→ **Objective**
Output the data, starting with the line that contains "point: hillside -- drop" and going on through the line that contains "column 134, row 123", as a two-column CSV with the headers instruction and answer. Write one row for each instruction, with its text and its answer each in a single quoted field and line breaks replaced by spaces.

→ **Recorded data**
• • •

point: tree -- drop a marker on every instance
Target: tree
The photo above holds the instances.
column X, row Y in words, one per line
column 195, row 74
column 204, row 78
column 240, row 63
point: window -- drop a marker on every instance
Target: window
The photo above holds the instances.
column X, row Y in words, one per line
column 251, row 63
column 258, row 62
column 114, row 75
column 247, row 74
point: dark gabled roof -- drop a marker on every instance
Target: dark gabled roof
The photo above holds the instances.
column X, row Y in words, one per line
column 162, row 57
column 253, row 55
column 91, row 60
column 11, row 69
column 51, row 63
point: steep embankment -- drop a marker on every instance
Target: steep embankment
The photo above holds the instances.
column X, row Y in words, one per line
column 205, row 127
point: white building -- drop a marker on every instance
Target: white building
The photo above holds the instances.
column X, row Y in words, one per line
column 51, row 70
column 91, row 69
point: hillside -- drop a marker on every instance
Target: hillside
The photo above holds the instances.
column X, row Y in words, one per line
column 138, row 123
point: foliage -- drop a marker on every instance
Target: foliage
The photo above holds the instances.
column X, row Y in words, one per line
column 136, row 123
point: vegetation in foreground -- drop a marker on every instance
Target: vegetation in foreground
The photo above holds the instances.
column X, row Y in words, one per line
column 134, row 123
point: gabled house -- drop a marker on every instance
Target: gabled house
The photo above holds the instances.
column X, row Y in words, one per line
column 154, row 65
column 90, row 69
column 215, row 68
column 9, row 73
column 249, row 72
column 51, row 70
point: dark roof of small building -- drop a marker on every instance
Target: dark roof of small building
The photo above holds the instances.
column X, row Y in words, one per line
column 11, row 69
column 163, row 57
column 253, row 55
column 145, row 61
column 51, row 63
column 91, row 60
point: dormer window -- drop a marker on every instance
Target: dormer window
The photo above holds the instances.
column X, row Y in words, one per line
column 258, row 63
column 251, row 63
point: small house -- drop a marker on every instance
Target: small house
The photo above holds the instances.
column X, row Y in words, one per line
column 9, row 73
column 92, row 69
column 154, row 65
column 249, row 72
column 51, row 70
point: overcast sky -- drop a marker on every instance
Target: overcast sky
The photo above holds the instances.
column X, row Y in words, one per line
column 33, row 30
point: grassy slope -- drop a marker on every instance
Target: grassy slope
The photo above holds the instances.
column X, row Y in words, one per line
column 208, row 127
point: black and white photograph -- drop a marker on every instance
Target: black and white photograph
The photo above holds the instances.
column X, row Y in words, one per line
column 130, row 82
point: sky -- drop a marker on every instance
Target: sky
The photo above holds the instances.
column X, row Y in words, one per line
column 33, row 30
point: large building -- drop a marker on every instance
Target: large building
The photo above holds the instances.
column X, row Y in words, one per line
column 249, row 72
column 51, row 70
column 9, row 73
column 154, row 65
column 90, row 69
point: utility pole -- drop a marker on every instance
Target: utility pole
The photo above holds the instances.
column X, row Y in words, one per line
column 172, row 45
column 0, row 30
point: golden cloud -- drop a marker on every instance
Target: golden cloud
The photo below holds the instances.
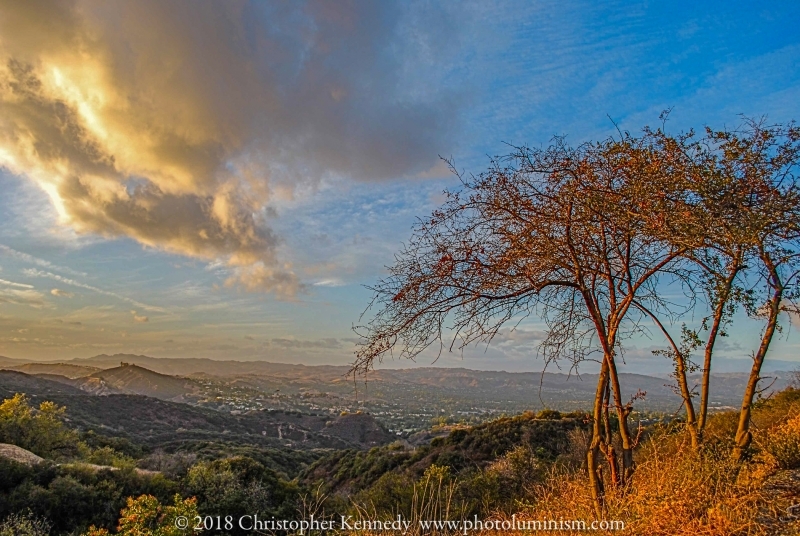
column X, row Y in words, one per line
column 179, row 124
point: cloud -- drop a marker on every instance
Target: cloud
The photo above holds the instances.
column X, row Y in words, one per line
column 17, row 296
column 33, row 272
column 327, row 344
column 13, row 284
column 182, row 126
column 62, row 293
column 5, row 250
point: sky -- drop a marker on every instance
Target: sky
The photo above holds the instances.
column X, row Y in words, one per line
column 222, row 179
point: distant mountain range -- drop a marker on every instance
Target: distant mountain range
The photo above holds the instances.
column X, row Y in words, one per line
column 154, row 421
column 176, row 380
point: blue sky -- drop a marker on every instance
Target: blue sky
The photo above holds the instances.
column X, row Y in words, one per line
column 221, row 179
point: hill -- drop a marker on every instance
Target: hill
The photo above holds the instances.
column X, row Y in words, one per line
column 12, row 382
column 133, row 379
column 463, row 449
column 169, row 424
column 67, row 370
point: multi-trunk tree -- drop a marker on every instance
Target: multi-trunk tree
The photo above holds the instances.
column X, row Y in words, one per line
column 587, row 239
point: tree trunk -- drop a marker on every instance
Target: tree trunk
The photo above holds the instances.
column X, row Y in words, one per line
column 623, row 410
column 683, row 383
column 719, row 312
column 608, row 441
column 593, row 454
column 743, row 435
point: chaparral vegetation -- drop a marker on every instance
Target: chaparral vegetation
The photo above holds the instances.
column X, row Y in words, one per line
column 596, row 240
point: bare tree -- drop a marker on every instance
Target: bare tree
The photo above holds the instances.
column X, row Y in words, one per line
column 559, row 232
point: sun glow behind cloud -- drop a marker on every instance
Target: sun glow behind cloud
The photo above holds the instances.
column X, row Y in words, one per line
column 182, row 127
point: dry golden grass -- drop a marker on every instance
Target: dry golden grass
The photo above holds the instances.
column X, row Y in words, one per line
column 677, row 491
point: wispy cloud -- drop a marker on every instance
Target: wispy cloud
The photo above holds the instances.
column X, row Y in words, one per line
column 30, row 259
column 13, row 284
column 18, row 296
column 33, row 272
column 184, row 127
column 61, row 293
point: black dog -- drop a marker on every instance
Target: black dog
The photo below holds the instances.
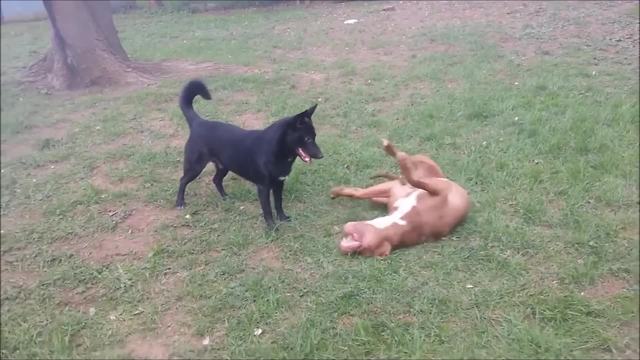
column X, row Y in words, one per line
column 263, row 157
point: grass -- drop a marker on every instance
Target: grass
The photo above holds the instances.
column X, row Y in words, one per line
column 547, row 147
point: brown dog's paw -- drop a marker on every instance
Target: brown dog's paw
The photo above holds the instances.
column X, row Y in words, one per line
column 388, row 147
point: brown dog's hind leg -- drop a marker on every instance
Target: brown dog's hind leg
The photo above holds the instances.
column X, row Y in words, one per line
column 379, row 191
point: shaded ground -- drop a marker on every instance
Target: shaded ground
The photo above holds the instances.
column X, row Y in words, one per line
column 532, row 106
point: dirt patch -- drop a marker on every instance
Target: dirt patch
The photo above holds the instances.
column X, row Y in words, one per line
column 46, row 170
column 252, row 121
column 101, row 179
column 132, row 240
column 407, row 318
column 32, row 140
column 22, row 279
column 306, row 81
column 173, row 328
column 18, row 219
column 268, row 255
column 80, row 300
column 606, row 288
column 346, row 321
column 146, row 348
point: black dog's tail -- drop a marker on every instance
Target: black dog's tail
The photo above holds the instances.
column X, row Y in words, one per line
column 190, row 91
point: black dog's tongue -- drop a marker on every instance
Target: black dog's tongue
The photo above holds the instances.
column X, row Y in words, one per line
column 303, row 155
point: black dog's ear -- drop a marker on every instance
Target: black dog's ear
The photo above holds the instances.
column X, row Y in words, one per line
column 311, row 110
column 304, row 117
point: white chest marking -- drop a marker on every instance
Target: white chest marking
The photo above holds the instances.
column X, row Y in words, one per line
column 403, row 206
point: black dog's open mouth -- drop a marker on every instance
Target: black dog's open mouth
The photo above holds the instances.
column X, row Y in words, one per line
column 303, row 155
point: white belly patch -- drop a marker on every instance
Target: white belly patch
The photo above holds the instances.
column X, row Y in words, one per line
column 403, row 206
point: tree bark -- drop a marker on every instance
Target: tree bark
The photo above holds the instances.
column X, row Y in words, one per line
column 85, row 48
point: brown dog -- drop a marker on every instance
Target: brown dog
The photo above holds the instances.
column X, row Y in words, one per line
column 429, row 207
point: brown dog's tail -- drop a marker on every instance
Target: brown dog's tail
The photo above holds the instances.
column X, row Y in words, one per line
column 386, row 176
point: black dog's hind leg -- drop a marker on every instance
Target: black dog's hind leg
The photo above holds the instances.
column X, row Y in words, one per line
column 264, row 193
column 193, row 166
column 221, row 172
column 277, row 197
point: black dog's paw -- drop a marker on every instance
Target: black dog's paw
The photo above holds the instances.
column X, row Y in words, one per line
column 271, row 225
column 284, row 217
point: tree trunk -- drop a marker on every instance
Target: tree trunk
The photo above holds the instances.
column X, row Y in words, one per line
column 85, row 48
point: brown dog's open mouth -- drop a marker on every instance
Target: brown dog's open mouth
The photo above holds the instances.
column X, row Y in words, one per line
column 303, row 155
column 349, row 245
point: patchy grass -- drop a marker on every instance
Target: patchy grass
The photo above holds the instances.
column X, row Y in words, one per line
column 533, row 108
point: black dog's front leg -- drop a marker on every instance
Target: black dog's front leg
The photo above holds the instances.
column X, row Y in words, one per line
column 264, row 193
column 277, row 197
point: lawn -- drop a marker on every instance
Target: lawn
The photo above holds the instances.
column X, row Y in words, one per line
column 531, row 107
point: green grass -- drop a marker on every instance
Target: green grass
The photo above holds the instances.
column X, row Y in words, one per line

• • •

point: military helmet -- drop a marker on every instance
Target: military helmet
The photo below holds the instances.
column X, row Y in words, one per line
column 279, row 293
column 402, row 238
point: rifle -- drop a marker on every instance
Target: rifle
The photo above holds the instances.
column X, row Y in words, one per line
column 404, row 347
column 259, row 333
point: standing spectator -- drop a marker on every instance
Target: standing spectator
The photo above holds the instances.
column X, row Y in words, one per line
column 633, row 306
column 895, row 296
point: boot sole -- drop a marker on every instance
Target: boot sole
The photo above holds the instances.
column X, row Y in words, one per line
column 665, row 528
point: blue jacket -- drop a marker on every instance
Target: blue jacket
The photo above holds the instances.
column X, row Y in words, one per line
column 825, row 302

• • •

→ **The completed task**
instruction,answer
"point: hillside -- drop a marker on every instance Target: hillside The photo above holds the instances. column X, row Y in words, one per line","column 138, row 123"
"point: foliage -- drop a marker on every instance Target: foliage The photo above holds the instances. column X, row Y in words, one per line","column 136, row 123"
"point: vegetation in foreground -- drop a marker on every instance Target: vegetation in foreground The photo above holds the instances. column X, row Y in words, one per line","column 134, row 123"